- Problem requirements
In the text about programming languages, which two examples are named as work to define datatypes and functions outside of any given language?

Programming languages are quite a bit like human languages: they blur syntax and semantics. When we say "english", we don't just mean the grammar of the language, the availability of certain constructs involving adverbs, punctuation, etc. We also include a certain amount of vocabulary (though most people don't know most of the available vocabulary, but still seem to get by speaking the language) and meaning in expressions. It's like a toolbox that comes with a set of screws of various sizes, some spare car parts, and an extra rubber-band. You're not sure why you have the extra stuff, but it's a bundled package. You can't speak english without using english words. You can't even just interject words and phrases from other languages, and expect them to fall into place cleanly. Grammar varies across languages, so your sub-expression may not make sense in context. The words you choose may be similar across languages, but vary slightly in connotation.

I'm an idealist. As an idealist, I look at programming languages I've used and think "in the end, it's all about running sequences of bits through a processor, manipulating other bits, to accomplish some task." It seems like they're all fairly equal. It also seems like I should get to pick-and-choose what I want, based on my situation, without suddenly being locked into a language.

Common ground
IDL and Corba are examples of some work to make this possible. They're not perfect, but they define datatypes and functions outside of any given language (thereby defining yet another language, though really not a full programming language.) More than that, they abstract away locale: you can make a "function call" that results in sending data across a network to be massaged and sent back. The other computer might be running code written in Cobol, while your code is written in C. You're not supposed to notice. Problems? Not all languages support Corba-style type definitions. Moreover, they require that you use certain datatypes that are common to all languages (common denominator) such that you can only define your own datatypes in terms of an existing pre-defined list of datatypes that was decided on the basis of already-existing languages (that is, the ones that support and are supported by Corba.) Another problem? Well, not all programming languages allow the same things.

- Data shown
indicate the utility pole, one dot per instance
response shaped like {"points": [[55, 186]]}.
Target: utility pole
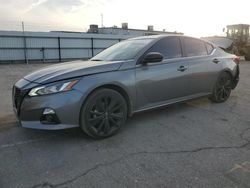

- Correct result
IDL and Corba.